## [Instruction]
Output the line that contains "One point rides on each instance of the yellow feather" and every line after it to the end of the entries, with nothing added or left out.

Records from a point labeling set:
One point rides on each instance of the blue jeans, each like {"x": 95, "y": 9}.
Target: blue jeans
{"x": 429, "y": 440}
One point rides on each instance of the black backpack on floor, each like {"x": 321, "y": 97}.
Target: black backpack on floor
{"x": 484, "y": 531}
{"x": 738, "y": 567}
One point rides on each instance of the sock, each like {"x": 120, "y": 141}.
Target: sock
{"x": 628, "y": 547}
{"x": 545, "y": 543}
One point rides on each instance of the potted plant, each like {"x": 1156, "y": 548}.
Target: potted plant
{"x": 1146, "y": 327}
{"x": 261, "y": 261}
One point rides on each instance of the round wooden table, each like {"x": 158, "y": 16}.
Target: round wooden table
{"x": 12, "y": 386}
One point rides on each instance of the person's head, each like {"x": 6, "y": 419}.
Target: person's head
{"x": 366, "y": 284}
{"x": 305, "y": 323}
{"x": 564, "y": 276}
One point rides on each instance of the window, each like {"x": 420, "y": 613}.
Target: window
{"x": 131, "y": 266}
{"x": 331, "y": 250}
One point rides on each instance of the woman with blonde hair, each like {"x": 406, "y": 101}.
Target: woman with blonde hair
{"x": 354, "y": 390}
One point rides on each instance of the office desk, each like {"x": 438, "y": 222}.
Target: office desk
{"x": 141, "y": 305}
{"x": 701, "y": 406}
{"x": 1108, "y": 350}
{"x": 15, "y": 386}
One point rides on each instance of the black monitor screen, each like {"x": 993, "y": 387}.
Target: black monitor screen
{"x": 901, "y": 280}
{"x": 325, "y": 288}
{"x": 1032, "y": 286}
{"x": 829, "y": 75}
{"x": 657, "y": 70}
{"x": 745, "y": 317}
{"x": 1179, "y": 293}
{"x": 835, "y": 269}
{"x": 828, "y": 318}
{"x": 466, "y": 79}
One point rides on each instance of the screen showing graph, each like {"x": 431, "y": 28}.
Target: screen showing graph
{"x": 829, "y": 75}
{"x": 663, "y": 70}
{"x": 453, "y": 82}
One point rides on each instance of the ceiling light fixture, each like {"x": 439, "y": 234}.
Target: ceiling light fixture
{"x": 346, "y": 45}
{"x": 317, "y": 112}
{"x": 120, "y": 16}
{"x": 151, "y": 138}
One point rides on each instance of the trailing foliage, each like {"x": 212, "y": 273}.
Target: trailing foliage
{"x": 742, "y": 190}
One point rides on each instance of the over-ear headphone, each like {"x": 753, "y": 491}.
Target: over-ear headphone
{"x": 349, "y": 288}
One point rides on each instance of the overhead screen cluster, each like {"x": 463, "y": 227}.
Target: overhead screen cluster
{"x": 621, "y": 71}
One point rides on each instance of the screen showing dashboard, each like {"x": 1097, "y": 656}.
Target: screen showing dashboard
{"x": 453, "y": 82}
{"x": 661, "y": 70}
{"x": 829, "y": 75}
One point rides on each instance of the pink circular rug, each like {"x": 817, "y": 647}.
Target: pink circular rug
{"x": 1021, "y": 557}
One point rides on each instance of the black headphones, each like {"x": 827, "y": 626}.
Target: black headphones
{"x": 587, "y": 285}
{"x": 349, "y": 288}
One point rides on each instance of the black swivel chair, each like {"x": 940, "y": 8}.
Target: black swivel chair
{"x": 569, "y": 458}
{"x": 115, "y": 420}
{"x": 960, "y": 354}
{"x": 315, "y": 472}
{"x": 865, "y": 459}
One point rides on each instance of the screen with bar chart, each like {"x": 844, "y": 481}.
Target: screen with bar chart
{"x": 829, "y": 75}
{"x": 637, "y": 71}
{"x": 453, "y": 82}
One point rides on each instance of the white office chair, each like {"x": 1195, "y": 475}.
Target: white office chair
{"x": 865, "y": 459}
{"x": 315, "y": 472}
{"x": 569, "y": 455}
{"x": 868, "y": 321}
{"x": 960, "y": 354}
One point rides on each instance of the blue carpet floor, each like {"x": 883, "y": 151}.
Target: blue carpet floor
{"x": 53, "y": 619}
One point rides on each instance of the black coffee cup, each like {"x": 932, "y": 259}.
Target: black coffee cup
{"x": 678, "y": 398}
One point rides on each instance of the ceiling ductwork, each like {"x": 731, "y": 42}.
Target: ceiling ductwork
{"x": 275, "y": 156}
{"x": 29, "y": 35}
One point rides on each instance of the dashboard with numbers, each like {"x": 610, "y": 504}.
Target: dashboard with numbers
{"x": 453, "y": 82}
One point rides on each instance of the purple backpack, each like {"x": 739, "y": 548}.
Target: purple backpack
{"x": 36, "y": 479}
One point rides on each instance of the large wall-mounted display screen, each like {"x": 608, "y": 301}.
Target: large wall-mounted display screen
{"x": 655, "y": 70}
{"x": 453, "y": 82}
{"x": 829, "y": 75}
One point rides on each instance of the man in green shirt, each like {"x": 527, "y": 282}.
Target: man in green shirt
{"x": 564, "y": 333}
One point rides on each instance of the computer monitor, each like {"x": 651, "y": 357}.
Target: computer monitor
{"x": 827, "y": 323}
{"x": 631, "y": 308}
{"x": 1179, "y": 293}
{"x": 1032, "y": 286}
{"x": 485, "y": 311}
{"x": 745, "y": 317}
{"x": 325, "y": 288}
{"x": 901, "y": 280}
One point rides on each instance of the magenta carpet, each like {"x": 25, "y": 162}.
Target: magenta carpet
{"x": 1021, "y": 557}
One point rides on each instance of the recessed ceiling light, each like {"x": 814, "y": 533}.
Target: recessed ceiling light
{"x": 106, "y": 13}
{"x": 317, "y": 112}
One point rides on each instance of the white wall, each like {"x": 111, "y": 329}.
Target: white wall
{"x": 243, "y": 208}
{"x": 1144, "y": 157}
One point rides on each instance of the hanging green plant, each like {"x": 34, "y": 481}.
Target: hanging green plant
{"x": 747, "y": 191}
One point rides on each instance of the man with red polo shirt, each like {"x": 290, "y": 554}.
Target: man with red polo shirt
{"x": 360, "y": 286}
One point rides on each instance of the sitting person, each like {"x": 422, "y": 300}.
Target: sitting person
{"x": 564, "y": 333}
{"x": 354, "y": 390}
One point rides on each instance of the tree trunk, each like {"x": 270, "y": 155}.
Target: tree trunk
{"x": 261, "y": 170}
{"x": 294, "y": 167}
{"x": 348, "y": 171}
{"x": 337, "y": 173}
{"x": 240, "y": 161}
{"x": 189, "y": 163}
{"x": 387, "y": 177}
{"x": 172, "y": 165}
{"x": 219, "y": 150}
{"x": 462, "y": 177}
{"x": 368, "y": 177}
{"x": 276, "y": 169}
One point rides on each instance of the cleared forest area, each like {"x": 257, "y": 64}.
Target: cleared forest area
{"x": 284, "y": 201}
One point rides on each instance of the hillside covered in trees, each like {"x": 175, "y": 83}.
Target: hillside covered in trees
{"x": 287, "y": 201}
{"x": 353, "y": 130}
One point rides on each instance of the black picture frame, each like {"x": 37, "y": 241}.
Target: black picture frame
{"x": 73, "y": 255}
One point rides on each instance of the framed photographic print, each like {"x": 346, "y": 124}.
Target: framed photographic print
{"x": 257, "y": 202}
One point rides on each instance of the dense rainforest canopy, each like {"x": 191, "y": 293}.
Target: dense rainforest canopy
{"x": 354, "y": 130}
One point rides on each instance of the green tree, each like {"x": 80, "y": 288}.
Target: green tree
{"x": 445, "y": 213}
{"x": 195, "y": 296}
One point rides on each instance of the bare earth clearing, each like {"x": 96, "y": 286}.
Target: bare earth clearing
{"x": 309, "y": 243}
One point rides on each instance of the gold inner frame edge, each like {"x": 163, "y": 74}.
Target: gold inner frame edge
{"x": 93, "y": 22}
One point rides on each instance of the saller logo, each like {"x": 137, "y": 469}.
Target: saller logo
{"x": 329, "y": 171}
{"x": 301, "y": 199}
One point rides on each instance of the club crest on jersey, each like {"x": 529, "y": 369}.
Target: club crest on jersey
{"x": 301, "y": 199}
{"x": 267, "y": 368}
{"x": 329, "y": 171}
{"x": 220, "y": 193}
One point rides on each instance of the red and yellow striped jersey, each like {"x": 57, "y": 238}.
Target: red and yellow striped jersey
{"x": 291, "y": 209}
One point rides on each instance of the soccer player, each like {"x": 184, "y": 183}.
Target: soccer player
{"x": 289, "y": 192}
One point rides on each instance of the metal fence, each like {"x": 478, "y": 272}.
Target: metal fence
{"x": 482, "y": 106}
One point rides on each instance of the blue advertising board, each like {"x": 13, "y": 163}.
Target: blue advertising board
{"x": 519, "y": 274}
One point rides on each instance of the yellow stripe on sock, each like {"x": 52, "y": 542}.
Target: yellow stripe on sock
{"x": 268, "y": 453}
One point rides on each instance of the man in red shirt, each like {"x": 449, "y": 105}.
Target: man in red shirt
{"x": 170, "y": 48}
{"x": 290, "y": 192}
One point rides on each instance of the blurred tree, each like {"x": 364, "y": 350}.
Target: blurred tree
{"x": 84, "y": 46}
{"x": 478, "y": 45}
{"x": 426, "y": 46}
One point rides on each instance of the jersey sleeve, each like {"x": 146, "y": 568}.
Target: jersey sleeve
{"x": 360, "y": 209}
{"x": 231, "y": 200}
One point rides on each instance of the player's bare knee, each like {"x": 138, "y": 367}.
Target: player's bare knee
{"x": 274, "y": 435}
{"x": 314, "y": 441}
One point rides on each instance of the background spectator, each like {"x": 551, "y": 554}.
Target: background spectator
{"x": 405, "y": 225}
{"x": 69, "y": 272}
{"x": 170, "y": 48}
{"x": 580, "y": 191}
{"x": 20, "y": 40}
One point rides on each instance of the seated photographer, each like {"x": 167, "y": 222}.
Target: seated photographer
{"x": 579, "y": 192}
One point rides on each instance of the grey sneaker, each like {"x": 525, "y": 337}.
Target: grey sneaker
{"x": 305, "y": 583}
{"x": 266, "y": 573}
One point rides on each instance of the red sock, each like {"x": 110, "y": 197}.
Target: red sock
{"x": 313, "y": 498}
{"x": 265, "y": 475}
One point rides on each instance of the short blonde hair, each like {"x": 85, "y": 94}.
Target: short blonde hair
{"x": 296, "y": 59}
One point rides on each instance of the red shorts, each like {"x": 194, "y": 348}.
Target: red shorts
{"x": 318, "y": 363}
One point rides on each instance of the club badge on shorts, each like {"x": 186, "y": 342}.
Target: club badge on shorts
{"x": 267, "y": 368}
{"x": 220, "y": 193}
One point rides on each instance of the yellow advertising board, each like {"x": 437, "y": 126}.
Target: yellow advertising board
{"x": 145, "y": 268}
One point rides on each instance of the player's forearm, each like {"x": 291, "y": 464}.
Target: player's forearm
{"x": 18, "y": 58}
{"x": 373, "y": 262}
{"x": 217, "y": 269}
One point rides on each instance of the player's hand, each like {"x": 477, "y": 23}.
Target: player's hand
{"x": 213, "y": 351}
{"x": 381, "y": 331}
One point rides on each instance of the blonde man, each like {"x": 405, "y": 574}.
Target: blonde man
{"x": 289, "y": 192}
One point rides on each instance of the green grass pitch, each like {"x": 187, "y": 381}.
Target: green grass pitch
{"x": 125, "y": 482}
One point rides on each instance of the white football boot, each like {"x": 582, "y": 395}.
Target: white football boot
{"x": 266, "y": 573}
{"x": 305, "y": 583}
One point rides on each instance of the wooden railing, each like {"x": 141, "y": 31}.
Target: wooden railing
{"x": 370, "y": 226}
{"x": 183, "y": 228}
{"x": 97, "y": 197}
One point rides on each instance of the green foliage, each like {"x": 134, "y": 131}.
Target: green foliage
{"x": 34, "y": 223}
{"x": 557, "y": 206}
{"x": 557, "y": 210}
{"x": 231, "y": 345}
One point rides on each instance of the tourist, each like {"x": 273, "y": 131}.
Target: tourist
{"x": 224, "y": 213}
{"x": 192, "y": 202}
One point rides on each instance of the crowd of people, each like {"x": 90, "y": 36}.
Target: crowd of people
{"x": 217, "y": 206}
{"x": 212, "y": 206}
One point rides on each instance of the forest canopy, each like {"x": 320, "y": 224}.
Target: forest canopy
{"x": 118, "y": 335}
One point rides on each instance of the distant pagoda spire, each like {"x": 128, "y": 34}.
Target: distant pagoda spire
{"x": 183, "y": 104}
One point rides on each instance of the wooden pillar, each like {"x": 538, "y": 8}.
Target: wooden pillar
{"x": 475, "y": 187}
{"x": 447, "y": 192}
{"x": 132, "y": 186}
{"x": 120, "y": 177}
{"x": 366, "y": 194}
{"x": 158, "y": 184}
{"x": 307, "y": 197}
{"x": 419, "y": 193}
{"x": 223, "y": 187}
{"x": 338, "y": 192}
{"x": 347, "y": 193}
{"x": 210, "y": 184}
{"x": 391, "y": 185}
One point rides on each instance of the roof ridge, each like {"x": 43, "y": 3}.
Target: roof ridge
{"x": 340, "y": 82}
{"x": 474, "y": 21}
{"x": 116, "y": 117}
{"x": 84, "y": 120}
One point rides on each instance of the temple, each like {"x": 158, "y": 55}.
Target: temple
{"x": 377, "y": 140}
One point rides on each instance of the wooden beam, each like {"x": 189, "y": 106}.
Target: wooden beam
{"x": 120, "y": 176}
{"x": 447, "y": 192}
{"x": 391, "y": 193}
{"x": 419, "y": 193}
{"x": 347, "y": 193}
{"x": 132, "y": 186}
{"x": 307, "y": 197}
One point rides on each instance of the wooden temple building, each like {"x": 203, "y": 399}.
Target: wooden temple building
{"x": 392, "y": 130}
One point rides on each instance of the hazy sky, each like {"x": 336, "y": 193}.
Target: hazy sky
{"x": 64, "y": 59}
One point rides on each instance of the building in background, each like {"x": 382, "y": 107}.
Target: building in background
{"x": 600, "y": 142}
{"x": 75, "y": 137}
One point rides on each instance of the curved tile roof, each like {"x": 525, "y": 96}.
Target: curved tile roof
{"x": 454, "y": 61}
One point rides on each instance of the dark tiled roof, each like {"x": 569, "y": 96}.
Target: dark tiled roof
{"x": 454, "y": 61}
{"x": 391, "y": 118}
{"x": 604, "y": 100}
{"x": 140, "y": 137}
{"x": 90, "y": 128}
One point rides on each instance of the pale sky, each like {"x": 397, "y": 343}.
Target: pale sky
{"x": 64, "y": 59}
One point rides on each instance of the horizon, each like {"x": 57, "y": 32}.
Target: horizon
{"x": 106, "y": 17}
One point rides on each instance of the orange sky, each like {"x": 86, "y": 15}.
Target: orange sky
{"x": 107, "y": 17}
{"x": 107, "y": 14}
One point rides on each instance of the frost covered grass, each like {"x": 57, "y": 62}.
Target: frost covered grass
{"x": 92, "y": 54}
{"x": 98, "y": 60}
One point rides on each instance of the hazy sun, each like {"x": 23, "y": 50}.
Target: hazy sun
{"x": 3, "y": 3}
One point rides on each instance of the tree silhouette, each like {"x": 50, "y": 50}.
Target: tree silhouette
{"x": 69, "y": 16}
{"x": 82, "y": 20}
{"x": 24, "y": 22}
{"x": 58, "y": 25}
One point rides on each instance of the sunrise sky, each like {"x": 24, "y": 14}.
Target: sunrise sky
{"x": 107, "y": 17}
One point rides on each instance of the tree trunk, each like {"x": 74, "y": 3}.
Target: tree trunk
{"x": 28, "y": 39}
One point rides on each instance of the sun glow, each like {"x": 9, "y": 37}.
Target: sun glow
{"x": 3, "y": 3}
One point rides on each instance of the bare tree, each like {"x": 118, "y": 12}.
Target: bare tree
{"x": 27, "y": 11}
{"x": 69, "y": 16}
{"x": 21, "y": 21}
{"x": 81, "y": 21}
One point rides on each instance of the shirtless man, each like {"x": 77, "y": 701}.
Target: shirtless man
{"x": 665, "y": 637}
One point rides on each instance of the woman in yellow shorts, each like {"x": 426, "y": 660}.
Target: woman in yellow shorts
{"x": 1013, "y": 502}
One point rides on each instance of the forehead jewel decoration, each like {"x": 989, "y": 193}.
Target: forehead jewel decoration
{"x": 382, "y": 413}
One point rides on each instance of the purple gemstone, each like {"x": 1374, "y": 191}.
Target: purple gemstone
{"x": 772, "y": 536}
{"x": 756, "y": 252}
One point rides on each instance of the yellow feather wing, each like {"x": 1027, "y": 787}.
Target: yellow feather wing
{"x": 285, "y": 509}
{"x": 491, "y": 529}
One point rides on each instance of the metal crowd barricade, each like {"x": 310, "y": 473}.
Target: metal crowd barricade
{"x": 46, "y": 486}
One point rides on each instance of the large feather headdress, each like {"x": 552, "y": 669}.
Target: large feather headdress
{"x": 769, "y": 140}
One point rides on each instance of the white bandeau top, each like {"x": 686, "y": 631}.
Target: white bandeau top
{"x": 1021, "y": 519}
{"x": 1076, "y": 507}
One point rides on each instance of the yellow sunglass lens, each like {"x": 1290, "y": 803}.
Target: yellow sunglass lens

## [Reply]
One point rides on each instance of the yellow feather wing, each like {"x": 1027, "y": 787}.
Target: yellow feather wing
{"x": 285, "y": 509}
{"x": 491, "y": 529}
One point rides on each instance of the metal crowd barricade, each like {"x": 310, "y": 473}.
Target: metal crowd barricade
{"x": 46, "y": 486}
One point rides on each instance of the large feather headdress, each like {"x": 552, "y": 669}.
Target: large feather headdress
{"x": 769, "y": 140}
One point rides on each instance of the white bandeau top, each like {"x": 686, "y": 631}.
Target: white bandeau top
{"x": 1021, "y": 519}
{"x": 1076, "y": 507}
One point rides on each instance of the yellow sunglass lens, each like {"x": 1290, "y": 803}.
Target: yellow sunglass lens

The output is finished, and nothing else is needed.